(Collected data entries)
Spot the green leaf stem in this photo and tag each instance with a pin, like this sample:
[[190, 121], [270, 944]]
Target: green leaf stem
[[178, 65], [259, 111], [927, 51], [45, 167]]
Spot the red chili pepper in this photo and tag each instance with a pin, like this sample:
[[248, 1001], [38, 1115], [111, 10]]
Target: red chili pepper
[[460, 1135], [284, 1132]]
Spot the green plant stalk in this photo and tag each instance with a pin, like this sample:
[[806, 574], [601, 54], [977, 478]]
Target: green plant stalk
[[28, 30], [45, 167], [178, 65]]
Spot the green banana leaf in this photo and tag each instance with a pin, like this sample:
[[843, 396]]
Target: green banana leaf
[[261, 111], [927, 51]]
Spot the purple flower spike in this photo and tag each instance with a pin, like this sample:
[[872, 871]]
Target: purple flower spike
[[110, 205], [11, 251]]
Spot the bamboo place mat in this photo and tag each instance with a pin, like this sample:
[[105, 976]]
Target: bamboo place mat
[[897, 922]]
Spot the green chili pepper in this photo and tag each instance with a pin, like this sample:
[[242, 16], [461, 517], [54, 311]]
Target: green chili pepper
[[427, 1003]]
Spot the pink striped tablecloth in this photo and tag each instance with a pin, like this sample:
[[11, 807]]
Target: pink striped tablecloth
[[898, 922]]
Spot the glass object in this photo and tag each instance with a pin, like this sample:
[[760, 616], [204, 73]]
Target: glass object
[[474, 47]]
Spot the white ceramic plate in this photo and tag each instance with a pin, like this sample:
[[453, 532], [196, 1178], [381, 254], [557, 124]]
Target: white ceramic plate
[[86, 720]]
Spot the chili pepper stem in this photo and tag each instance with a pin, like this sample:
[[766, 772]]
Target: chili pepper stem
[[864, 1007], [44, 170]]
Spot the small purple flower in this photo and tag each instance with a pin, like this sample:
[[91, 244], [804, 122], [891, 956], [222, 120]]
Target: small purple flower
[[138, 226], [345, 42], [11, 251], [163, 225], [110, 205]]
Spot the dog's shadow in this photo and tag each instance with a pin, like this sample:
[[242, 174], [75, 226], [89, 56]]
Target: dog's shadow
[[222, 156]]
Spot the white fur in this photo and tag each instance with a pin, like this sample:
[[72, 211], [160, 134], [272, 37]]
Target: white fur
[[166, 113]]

◆ Written instruction ◆
Change "tag each instance with a pin" to "mark every instance with a point" throughout the material and leave every other part as it stands.

◆ Written solution ◆
Spot the green leaf stem in this photo and mark every instance with a point, like this sample:
[[190, 121], [270, 944]]
Target: green leaf stem
[[178, 65], [259, 111], [927, 51], [45, 167]]
Spot the red chili pepper in this photo and mark every instance with a point, like this sample:
[[248, 1001], [38, 1115], [111, 10]]
Target: red chili pepper
[[460, 1135], [284, 1132]]
Spot the green plant stalk in this photo and mark every instance with a point, like this sample:
[[806, 574], [601, 54], [977, 478]]
Target: green plant stalk
[[28, 30], [45, 167], [178, 65]]
Spot the green banana leaf in this photo and mark every instance with a point, like this sample:
[[843, 396]]
Target: green banana leaf
[[261, 111], [927, 51]]
Spot the purple flower spike in this photo and mark every instance with a point, like this sample:
[[872, 871]]
Target: purple flower spike
[[110, 205], [11, 251]]
Spot the bamboo place mat in this photo and mark every instance with a point, like this sample:
[[105, 976]]
Target: bamboo place mat
[[897, 922]]
Spot the green chili pepper in this photo and mark every instance with a point, like this sample:
[[242, 16], [461, 517], [54, 311]]
Target: green chili pepper
[[427, 1003]]
Spot the pink striped tablecloth in this photo and mark every instance with a point, like this sample:
[[11, 807]]
Target: pink striped tablecloth
[[898, 922]]
Spot the glass object in this photo and mark every instance with a point, like this sample:
[[760, 616], [204, 73]]
Target: glass object
[[474, 47]]
Spot the white ceramic plate in this photo and mark every instance with a point, like this sample:
[[453, 532], [196, 1178], [381, 254], [557, 124]]
Target: white ceramic plate
[[86, 720]]
Spot the chili pepper stem in this photo and mark every instance with a point, like this sample:
[[766, 772]]
Target: chili pepper stem
[[864, 1007], [44, 170]]
Spot the small purple flower in this photo and mark every instance with a point, like this sample:
[[91, 244], [804, 122], [891, 956], [222, 120]]
Target: small purple flower
[[138, 226], [345, 42], [11, 251], [163, 225], [110, 205]]
Spot the dog's shadow in this photo and mark every instance with a point, like this sample:
[[242, 174], [75, 226], [89, 56]]
Target: dog's shadow
[[222, 156]]
Spot the white fur in this photo and mark every instance with a point, like this sample:
[[72, 211], [160, 134], [272, 37]]
Target: white fur
[[166, 113]]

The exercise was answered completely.